[START The records]

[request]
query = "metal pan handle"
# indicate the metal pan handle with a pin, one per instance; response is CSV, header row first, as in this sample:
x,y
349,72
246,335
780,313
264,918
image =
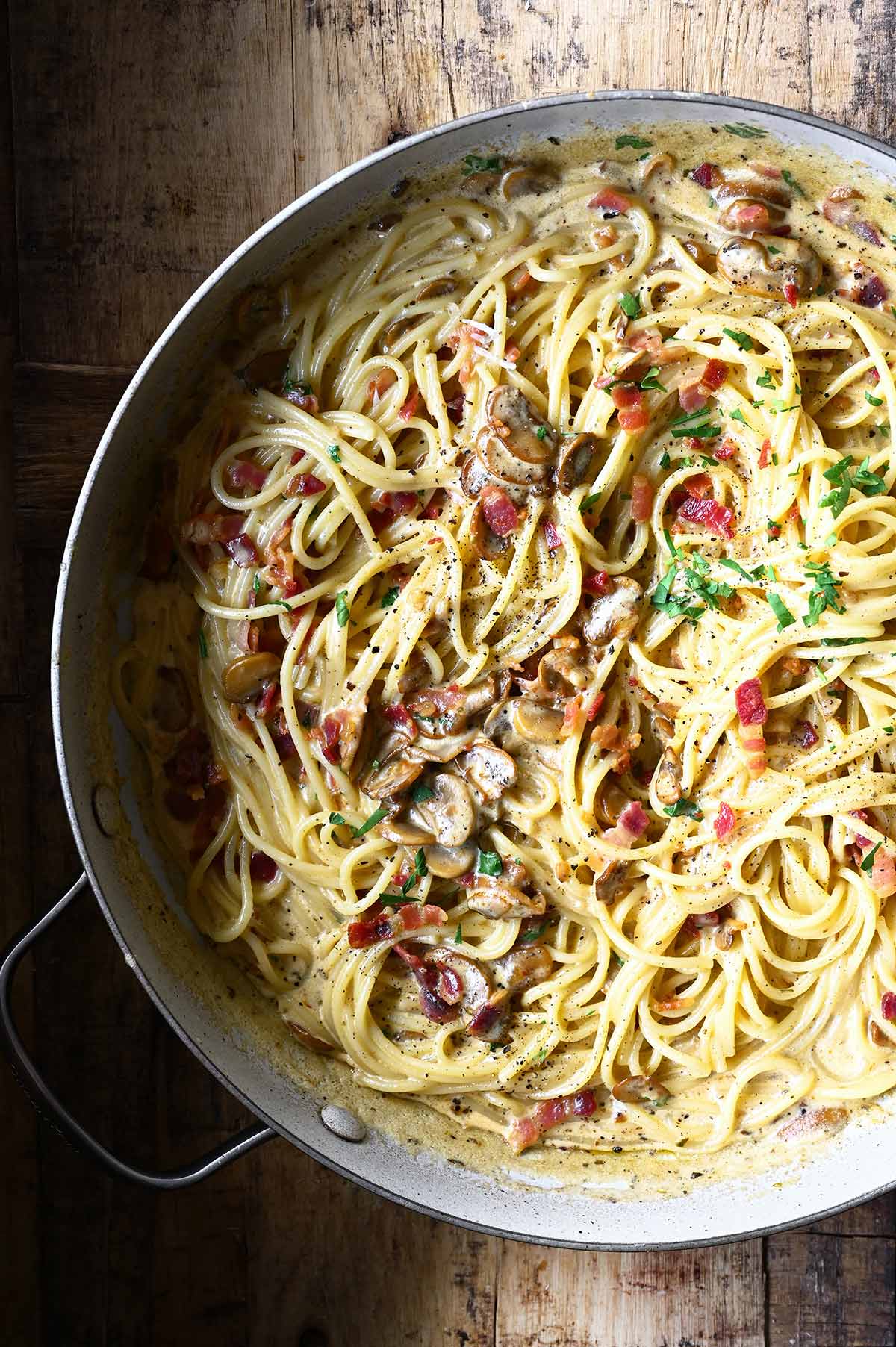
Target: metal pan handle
x,y
58,1116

[END The records]

Task directions: Render each line of the records above as a numbered list, skipping any blank lines. Leave the pictures out.

Task answer:
1. [request]
2. query = "metal pan handle"
3. # indicate the metal pan handle with a pin, one per instance; response is CSV, header row first, as in this sample:
4. x,y
5. 349,72
6. 246,335
7. 780,313
8. 264,918
9. image =
10. Target: metal pan handle
11. x,y
12. 58,1116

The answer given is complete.